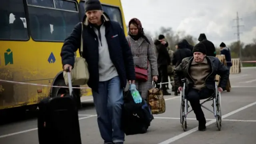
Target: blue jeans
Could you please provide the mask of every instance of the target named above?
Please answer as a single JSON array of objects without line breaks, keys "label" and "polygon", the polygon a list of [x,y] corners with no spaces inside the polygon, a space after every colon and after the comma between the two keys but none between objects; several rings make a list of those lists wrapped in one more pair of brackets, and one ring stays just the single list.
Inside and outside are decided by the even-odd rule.
[{"label": "blue jeans", "polygon": [[124,133],[121,129],[123,89],[118,76],[99,82],[98,93],[92,91],[101,137],[105,144],[123,142]]}]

▸ **Set exercise**: Reproduce the material above with "instance" switched to "occurrence" and everything else unchanged, omitting the pictures.

▸ **Written reply**:
Target: blue jeans
Could you please provide the mask of every occurrence of the target named above?
Please answer as a single JSON array of objects without line breaks, keys "label" and "polygon", the polygon a list of [x,y] corners with no spaces inside the polygon, a space after every colon and after the comma between the two keys but none between objects; several rings make a list of those lists wrapped in one more pair of brackets, and one ring stays just the single list.
Inside and outside are decided by the even-odd rule.
[{"label": "blue jeans", "polygon": [[124,133],[121,129],[123,89],[118,76],[99,82],[98,93],[92,91],[101,137],[105,144],[123,142]]}]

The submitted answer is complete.